» SOURCE EXTRACT:
※
Carrie, don't be too hard on the visitors at Yosemite. They can almost be forgiven for treating the park like, well, a park, or a resort, depending on your view. Just take a look at the Delaware North Companies' website, the official lodging concessionaire for the NPS and other places. The website reflects photos and text more in line with promoting fabulous vacation getaways at exotic locations rather than a national park, where the underlying philosophy is (or should be) that of preserving a natural setting for generations to come. "Four-Diamond" hotel accommodations anyone?
As to letting the deer out of their cages, as a longtime visitor to Yosemite that's a new one on me, but they do seem to be tame. Feeding the bears? Let's not forget that up to the late 1960s bears did freely roam the garbage dump located near Camp Curry (yes we saw them one night). Lights shining on Yosemite Falls? Perhaps the young French visitor had heard of the Fire Falls, once a nightly spectacular during the summer (now long gone), and gotten confused.
Yes, the questions may be dumb, and funny, but on the bright side these folks have traveled from near and far to visit one of our country's great natural wonders. Let's just hope they leave a little wiser from the visit.
Oh, by the way, everyone knows that Half Dome isn't made out of solid concrete; it's hollow to accommodate the winter ski gondola equipment.
I ran into a rare sour note in the last issue of the magazine (which as a rule I love): "Half Dumb." This article is a full page of ridicule of first-timers. She even asks us to laugh with her at the people she lied to about a bar on Half Dome. I wouldn't be surprised if one of the people she lampoons sees this article, and has to relive the humiliation of being laughed at by a park ranger.
There is nothing light-hearted about humiliation. It is a particularly pernicious brand of cruelty. Sierra Club has always been better than that in the past. I hope we always will be in future.
West Chester, Pennsylvania
I love my Sierra magazine and just finished my first brief read-through of the July/August 2009 copy.
※
» PROVIDED MATERIAL:
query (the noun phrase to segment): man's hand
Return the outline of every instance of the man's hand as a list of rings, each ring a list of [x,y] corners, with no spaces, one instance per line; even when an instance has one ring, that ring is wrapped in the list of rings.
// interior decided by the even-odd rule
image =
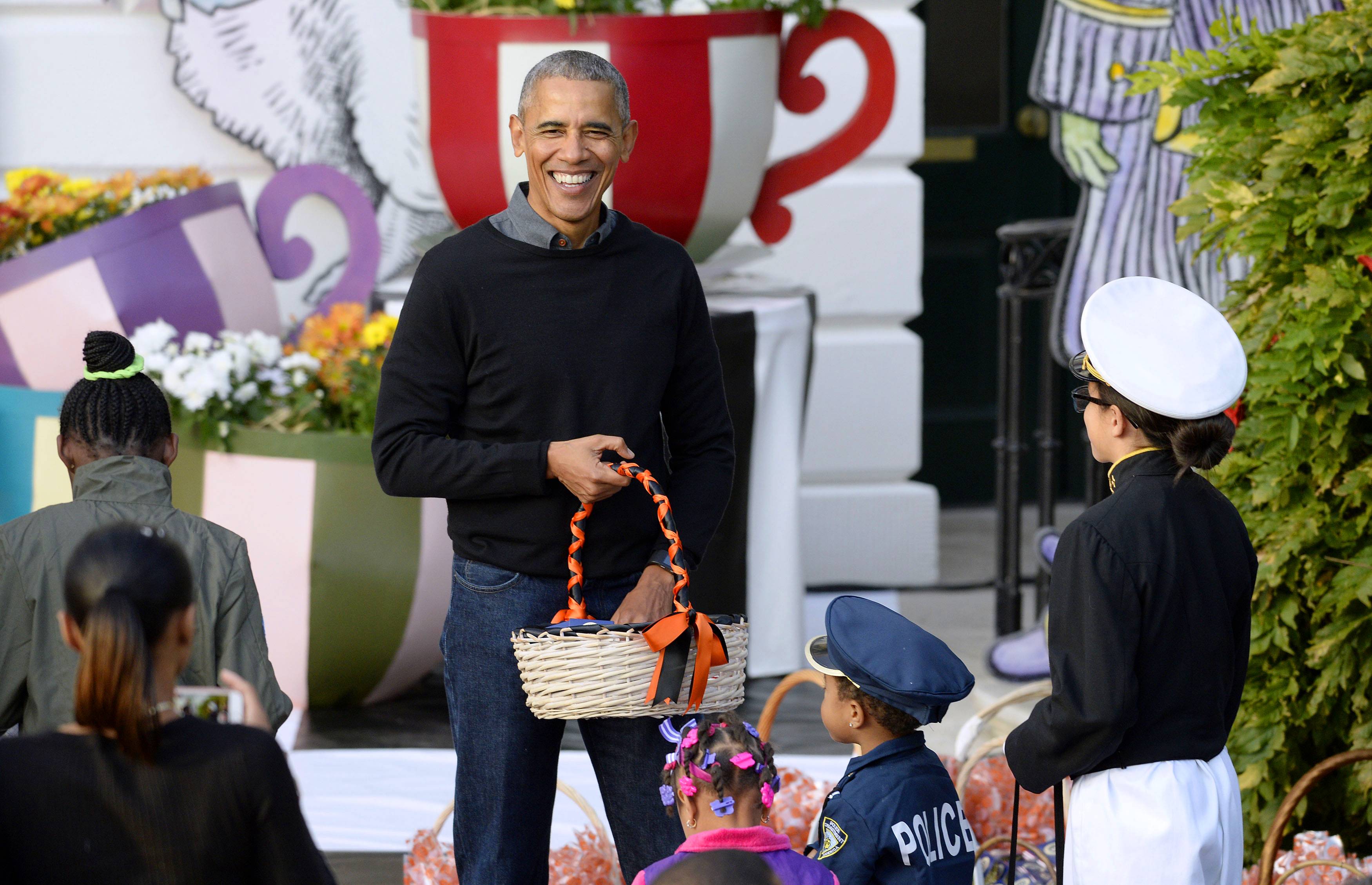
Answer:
※
» TASK INSTRUCTIONS: Continue the readers' letters about Yosemite's first-time visitors, starting after their final sentence. The listing has nothing to do with the letters about Yosemite visitors.

» RESPONSE BOX:
I am dismayed that an edition that carries the warm article "Team of Rivals," would also include Carrie Merritt's "Half Dumb." Ms. Merritt was fortunate to find paid employment in a wonderful national park--and yet she conveys a tone that indicates she obviously felt superior to the tourists whom she was being paid to serve. Of course, some of the questions she fielded must have seemed exasperatingly misguided, but she had signed on for a service job. This means that she was in that park to serve the public; in many cases that means the worker must be willing and able to set the visiting public straight, out of love for Nature in general and for that park in particular, about the wonders that the park holds.
It is one thing for Ms. Merritt to laugh to herself or even among her peers about some of the more inane questions that she was asked--it is quite another thing for Sierra magazine to print her article, whether fiction or truth. The tone is not funny; it is condescending. It contains a flagrant example of sophomoric "holier than thou" attitude in her statement of the existence of a bar atop Half Dome. The real information she should have passed on to those utterly unfamiliar with the park was that of the dangers of drinking at altitude and the necessity of carrying plenty of water.
I hope that hiring managers of service persons for our national parks do their share to instill pride of service and offer server orientation to provide the workers they hire with sincere, useful information that they can pass on to visitors. However clueless visitors might be upon arrival at the park, it is the service persons who have the ability to turn them into the "fellow admirers asking questions like John Muir's" that Ms. Merritt was seeking.
Shame on Sierra magazine for publishing a column so contrary in tone to its usual teaching of love for Nature's grandeur, available without bias to all mankind.